> TASK REQUIREMENTS
A. Rewrite the stretch from "Photo: Toomas Tatar" through "than the able-bodied." in the article on disabled staff, with "the disabled" changed to "people with disabilities".
B. List the full name of every person named in the article on disabled staff.

> EXERCISE TEXT
Entrepreneurs esteem the loyalty of disabled staff

Anette Parksepp
, reporter
Copy
Please note that the article is more than five years old and belongs to our archive. We do not update the content of the archives, so it may be necessary to consult newer sources.
Photo: Toomas Tatar

By the current salary system, the disabled aren’t motivated to work, says Mare Enniste, personnel manager in building company Seve – one to hire the deaf. 

For years, the cleaner ISS Eesti and construction company Seve have offered work to the disabled, claiming these to be more responsible and steadfast than the able-bodied.

ISS Eesti has Jaanus Lehiste (25) on its payroll. Last summer, the young man did his field training at the company and is employed as a cleaner since the fall.

Mr Lehiste shows up at 7 am every day, does the cleaning for two hours, and goes back home again – working for ten hours a week. The man likes the work a lot, and so far he has had no mishaps whatsoever.

Communication culture created

Mr Lehiste is just one of the 200 disabled people working for ISS Eesti. The company that employs 1,700 has lots of special needs. Like the partially sighted persons, says the ISS Eesti personnel manager Helo Tamme.

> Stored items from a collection
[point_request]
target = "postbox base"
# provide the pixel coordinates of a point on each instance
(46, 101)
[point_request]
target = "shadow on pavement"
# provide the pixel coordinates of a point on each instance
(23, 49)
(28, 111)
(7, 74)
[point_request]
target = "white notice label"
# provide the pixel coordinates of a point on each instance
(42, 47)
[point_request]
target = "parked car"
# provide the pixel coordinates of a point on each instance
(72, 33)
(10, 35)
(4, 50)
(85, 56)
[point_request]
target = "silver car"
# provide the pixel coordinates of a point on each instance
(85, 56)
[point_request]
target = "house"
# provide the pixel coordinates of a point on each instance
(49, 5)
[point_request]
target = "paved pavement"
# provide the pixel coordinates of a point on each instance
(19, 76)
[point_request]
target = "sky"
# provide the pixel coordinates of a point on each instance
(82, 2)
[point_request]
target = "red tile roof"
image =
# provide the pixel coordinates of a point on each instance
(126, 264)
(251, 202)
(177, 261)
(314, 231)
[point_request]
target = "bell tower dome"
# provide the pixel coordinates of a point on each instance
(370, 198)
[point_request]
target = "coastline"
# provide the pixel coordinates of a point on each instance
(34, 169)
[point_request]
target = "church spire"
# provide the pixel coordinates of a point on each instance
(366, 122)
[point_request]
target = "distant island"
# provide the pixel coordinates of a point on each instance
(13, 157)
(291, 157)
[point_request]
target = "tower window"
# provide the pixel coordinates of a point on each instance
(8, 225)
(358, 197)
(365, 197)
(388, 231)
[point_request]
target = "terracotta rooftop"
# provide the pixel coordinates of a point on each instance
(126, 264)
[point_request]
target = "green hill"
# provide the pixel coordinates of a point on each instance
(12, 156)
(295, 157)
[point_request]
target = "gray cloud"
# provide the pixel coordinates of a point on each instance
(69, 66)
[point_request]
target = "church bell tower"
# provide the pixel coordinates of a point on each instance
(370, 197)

> RESULTS OF THE TASKS
A.
Photo: Toomas Tatar

By the current salary system, people with disabilities aren’t motivated to work, says Mare Enniste, personnel manager in building company Seve – one to hire the deaf. 

For years, the cleaner ISS Eesti and construction company Seve have offered work to people with disabilities, claiming these to be more responsible and steadfast than the able-bodied.

B.
Anette Parksepp
Toomas Tatar
Mare Enniste
Jaanus Lehiste
Helo Tamme